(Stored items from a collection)
· · · · · · ·

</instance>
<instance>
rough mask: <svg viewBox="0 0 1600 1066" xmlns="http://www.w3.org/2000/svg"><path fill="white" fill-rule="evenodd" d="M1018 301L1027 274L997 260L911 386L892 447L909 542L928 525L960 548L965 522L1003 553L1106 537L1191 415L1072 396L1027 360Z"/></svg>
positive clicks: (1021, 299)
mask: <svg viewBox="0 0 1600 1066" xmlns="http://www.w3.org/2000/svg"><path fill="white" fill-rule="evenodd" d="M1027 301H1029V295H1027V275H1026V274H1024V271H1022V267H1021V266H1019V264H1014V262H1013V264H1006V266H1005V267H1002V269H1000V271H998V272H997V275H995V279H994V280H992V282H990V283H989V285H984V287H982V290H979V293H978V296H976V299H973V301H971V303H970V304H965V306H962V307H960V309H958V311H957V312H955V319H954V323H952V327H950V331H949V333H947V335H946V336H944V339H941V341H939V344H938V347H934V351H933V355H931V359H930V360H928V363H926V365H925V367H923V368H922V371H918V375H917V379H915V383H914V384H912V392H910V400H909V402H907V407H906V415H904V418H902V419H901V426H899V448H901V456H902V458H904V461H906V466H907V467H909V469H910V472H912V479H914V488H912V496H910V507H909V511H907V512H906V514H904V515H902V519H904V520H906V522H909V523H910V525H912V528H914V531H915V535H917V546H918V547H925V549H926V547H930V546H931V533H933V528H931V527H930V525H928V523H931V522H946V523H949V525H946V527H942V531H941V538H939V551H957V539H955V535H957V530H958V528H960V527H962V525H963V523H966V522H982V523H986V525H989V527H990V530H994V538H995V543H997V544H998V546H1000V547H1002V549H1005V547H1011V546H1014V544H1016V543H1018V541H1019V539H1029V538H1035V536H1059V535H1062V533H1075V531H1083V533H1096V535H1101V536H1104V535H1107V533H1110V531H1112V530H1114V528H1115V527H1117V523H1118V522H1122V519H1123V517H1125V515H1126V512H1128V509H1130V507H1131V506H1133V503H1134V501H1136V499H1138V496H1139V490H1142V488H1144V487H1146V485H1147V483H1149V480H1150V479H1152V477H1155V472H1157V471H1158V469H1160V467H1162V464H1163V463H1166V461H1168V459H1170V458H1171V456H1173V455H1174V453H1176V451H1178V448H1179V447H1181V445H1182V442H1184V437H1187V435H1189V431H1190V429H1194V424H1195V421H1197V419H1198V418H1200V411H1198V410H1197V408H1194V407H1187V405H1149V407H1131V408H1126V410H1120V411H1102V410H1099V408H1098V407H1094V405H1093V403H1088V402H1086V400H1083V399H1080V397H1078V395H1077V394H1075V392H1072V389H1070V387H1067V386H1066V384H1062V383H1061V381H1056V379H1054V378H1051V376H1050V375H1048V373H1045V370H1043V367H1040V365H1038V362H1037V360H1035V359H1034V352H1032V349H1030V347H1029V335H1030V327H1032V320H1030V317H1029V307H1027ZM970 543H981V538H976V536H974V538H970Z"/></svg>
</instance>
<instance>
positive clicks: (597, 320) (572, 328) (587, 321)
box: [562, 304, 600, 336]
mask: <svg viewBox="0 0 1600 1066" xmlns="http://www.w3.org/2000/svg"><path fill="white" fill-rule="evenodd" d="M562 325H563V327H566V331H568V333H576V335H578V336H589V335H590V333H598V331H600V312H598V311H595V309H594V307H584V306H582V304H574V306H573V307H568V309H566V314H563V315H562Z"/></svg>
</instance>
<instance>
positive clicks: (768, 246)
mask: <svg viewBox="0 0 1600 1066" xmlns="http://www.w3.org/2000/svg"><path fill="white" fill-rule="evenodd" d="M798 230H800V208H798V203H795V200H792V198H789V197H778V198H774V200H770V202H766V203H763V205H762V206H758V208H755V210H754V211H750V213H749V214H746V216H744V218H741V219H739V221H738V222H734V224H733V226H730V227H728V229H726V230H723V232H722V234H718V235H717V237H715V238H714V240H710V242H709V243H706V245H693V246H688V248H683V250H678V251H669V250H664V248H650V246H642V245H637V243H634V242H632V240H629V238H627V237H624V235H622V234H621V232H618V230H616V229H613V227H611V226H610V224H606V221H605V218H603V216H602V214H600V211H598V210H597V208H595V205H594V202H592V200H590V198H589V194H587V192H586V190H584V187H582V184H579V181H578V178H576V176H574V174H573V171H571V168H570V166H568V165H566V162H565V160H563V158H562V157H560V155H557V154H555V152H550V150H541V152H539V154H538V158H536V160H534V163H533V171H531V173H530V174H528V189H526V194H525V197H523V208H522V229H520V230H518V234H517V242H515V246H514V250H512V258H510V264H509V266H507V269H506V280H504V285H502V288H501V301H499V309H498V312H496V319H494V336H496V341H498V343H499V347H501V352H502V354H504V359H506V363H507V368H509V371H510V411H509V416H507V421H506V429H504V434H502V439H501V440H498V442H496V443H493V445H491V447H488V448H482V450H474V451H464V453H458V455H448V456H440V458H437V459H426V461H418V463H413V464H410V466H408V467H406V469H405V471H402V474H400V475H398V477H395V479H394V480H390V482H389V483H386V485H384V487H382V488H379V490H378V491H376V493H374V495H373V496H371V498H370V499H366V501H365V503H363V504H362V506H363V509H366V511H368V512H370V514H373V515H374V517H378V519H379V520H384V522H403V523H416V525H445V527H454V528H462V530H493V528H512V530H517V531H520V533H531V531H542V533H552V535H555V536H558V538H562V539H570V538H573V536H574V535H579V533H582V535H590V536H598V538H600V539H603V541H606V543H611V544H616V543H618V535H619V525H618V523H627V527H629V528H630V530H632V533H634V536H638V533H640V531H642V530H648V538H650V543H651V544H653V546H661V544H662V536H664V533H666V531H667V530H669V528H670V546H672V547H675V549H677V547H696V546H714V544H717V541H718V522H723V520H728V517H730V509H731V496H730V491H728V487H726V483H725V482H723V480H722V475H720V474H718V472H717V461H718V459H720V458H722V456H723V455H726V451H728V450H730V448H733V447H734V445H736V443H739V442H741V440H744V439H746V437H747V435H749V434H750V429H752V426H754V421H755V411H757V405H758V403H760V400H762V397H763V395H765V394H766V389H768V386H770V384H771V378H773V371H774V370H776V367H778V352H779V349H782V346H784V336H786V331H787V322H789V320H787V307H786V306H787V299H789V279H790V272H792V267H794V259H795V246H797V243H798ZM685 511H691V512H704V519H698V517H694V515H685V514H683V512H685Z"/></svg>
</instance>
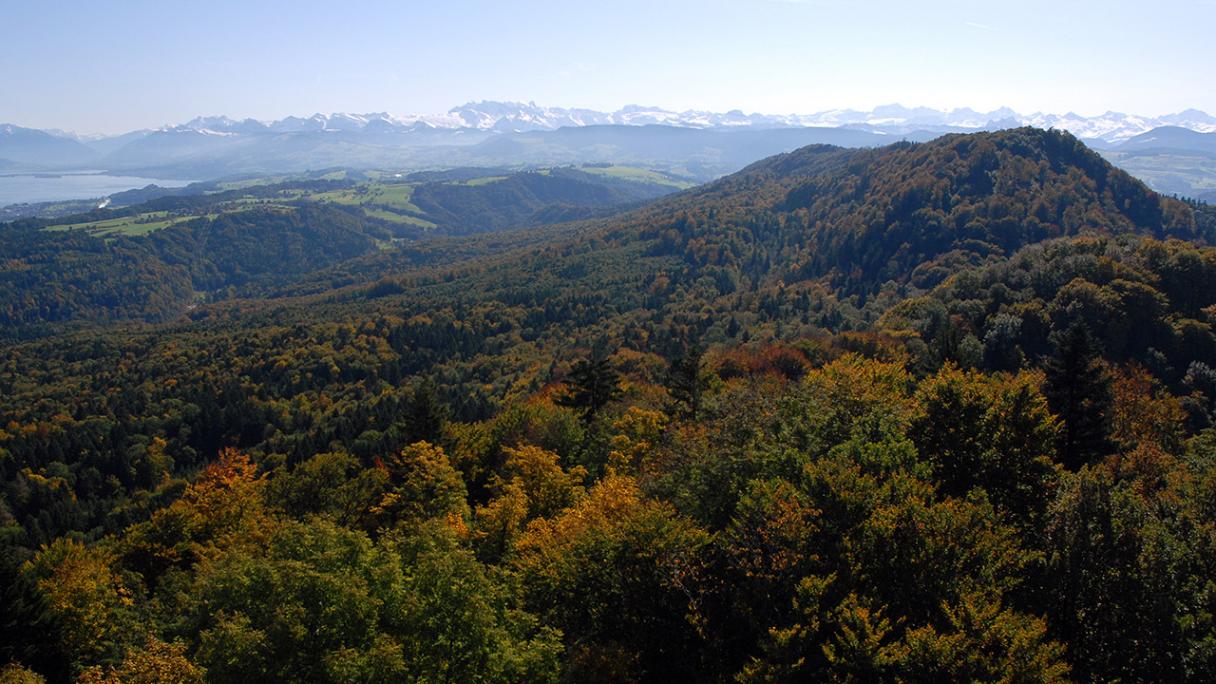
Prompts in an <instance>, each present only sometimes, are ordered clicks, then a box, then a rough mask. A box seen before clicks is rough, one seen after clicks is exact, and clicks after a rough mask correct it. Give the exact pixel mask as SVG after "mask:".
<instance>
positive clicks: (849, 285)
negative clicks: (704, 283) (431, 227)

· · · · · · ·

▸ **What the task asks**
Leave the pictures out, then print every entry exactly as it reads.

▸ **Expected output**
</instance>
<instance>
rough mask: <svg viewBox="0 0 1600 1066" xmlns="http://www.w3.org/2000/svg"><path fill="white" fill-rule="evenodd" d="M1018 301L1027 274L997 260L911 386L892 447L909 542L928 525L960 548L965 522L1003 553L1106 537L1191 415L1072 396L1027 360Z"/></svg>
positive clicks: (1021, 299)
mask: <svg viewBox="0 0 1600 1066" xmlns="http://www.w3.org/2000/svg"><path fill="white" fill-rule="evenodd" d="M1027 301H1029V295H1027V275H1026V274H1024V271H1022V267H1021V266H1019V264H1014V262H1013V264H1006V266H1005V267H1002V269H1000V271H998V272H997V275H995V279H994V280H992V282H990V283H989V285H984V287H982V290H979V293H978V296H976V299H973V301H971V303H970V304H965V306H962V307H960V309H958V311H957V312H955V319H954V323H952V327H950V331H949V333H947V335H946V336H944V339H941V341H939V344H938V347H934V351H933V355H931V359H930V360H928V363H926V365H925V367H923V368H922V371H918V375H917V379H915V383H914V384H912V392H910V400H909V402H907V407H906V415H904V418H902V419H901V426H899V448H901V456H902V458H904V461H906V466H907V467H909V469H910V472H912V479H914V488H912V496H910V507H909V511H907V512H906V514H904V515H902V519H904V520H906V522H909V523H910V525H912V528H914V531H915V535H917V546H918V547H925V549H926V547H930V546H931V533H933V528H931V527H930V525H928V523H931V522H946V523H949V525H946V527H942V531H941V538H939V551H957V539H955V535H957V530H958V528H960V527H962V525H963V523H966V522H982V523H986V525H989V527H990V530H994V538H995V543H997V544H998V546H1000V547H1002V549H1005V547H1011V546H1014V544H1016V543H1018V541H1019V539H1029V538H1035V536H1059V535H1062V533H1075V531H1083V533H1096V535H1101V536H1104V535H1107V533H1110V531H1112V530H1114V528H1115V527H1117V523H1118V522H1122V519H1123V517H1125V515H1126V512H1128V509H1130V507H1131V506H1133V503H1134V501H1136V499H1138V496H1139V490H1142V488H1144V487H1146V485H1147V483H1149V480H1150V479H1152V477H1155V472H1157V471H1158V469H1160V467H1162V464H1163V463H1166V461H1168V459H1170V458H1171V456H1173V455H1174V453H1176V451H1178V448H1179V447H1181V445H1182V442H1184V437H1187V435H1189V431H1190V429H1194V424H1195V421H1197V419H1198V418H1200V411H1198V410H1197V408H1194V407H1187V405H1149V407H1131V408H1126V410H1120V411H1102V410H1099V408H1098V407H1094V405H1093V403H1088V402H1086V400H1083V399H1080V397H1078V395H1077V394H1075V392H1072V389H1070V387H1067V386H1066V384H1062V383H1061V381H1056V379H1054V378H1051V376H1050V375H1048V373H1045V370H1043V367H1040V365H1038V362H1037V360H1035V359H1034V352H1032V349H1030V347H1029V335H1030V327H1032V320H1030V317H1029V307H1027ZM970 543H981V538H976V536H974V538H970Z"/></svg>
</instance>
<instance>
positive clicks: (597, 320) (572, 328) (587, 321)
box: [562, 304, 600, 336]
mask: <svg viewBox="0 0 1600 1066" xmlns="http://www.w3.org/2000/svg"><path fill="white" fill-rule="evenodd" d="M562 325H563V327H566V331H568V333H576V335H578V336H589V335H590V333H598V331H600V312H598V311H595V309H594V307H584V306H582V304H574V306H573V307H568V309H566V314H563V315H562Z"/></svg>
</instance>
<instance>
positive clicks: (768, 246)
mask: <svg viewBox="0 0 1600 1066" xmlns="http://www.w3.org/2000/svg"><path fill="white" fill-rule="evenodd" d="M798 230H800V208H798V203H795V200H792V198H789V197H778V198H774V200H770V202H766V203H763V205H762V206H758V208H755V210H754V211H750V213H749V214H746V216H744V218H741V219H739V221H738V222H734V224H733V226H730V227H728V229H726V230H723V232H722V234H718V235H717V237H715V238H714V240H710V242H709V243H706V245H693V246H688V248H683V250H678V251H669V250H664V248H650V246H642V245H637V243H634V242H632V240H629V238H627V237H624V235H622V234H621V232H618V230H616V229H613V227H611V226H610V224H606V221H605V218H603V216H602V214H600V211H598V210H597V208H595V205H594V202H592V200H590V198H589V194H587V192H586V190H584V187H582V184H579V181H578V178H576V176H574V174H573V171H571V168H570V166H568V165H566V162H565V160H563V158H562V157H560V155H557V154H555V152H550V150H541V152H539V154H538V158H536V160H534V163H533V171H531V173H530V174H528V189H526V194H525V197H523V208H522V229H520V230H518V234H517V242H515V246H514V250H512V258H510V264H509V266H507V269H506V280H504V285H502V288H501V301H499V309H498V312H496V319H494V336H496V341H498V343H499V347H501V352H502V354H504V359H506V363H507V368H509V371H510V411H509V416H507V421H506V429H504V434H502V439H501V440H498V442H496V443H493V445H491V447H488V448H482V450H474V451H464V453H458V455H448V456H440V458H437V459H426V461H418V463H413V464H410V466H408V467H406V469H405V471H402V474H400V475H398V477H395V479H394V480H390V482H389V483H386V485H384V487H382V488H379V490H378V491H376V493H374V495H373V496H371V498H370V499H366V501H365V503H363V504H362V506H363V509H366V511H368V512H370V514H373V515H374V517H378V519H379V520H384V522H403V523H416V525H445V527H454V528H462V530H493V528H512V530H517V531H520V533H531V531H542V533H552V535H555V536H558V538H562V539H570V538H573V536H574V535H579V533H582V535H590V536H598V538H600V539H603V541H606V543H611V544H616V543H618V535H619V525H618V523H627V527H629V528H630V530H632V533H634V536H638V533H640V531H642V530H648V538H650V543H651V544H653V546H661V544H662V536H664V533H666V531H667V530H669V528H670V546H672V547H675V549H677V547H696V546H714V544H717V541H718V522H723V520H728V517H730V509H731V496H730V491H728V487H726V483H725V482H723V480H722V475H720V474H718V472H717V461H718V459H720V458H722V456H723V455H726V451H728V450H730V448H733V447H734V445H736V443H739V442H741V440H744V439H746V437H747V435H749V434H750V429H752V426H754V421H755V411H757V405H758V403H760V400H762V397H763V395H765V394H766V389H768V386H770V384H771V378H773V371H774V370H776V367H778V352H779V349H782V346H784V336H786V331H787V322H789V320H787V307H786V306H787V299H789V279H790V272H792V267H794V259H795V246H797V243H798ZM685 511H691V512H704V519H698V517H694V515H685V514H683V512H685Z"/></svg>
</instance>
Prompts in an <instance>, each present only sometimes, are ordered clicks, then a box, then a rough mask. A box seen before clicks is rough, one seen after clicks is exact, and clicks after a rough mask correct it. Give the exact pixel mask as SVG after "mask:".
<instance>
positive clicks: (849, 285)
negative clicks: (704, 283) (431, 227)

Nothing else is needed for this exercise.